● **The problem**: Reproduce every one of the rows below word for word, leaving the pictures out of your copy.

Start of Records for the exercise

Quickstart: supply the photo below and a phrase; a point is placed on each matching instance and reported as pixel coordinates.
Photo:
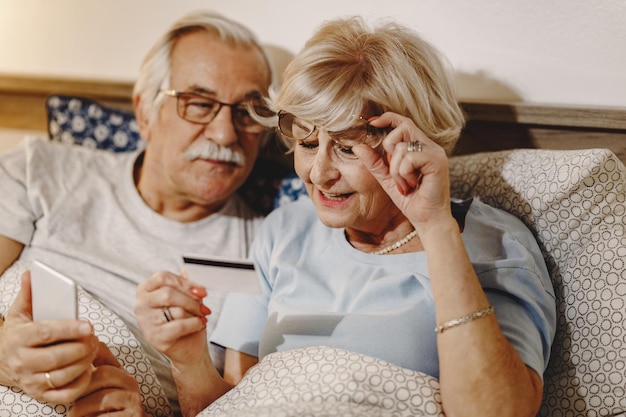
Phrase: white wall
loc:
(543, 51)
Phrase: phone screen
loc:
(54, 295)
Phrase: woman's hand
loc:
(112, 390)
(50, 360)
(171, 316)
(417, 182)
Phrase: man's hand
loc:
(112, 391)
(172, 318)
(49, 360)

End of Records for the exercise

● **Exercise solution**:
Quickstart: supply the photo below and a phrase; a point is placed on each matching instance and reported as pixel coordinates.
Photo:
Phrase: white wall
loc:
(543, 51)
Phrase: phone screen
loc:
(54, 295)
Phrase: woman's hand
loc:
(112, 390)
(50, 360)
(171, 316)
(417, 182)
Phrase: man's hand
loc:
(112, 391)
(172, 318)
(49, 360)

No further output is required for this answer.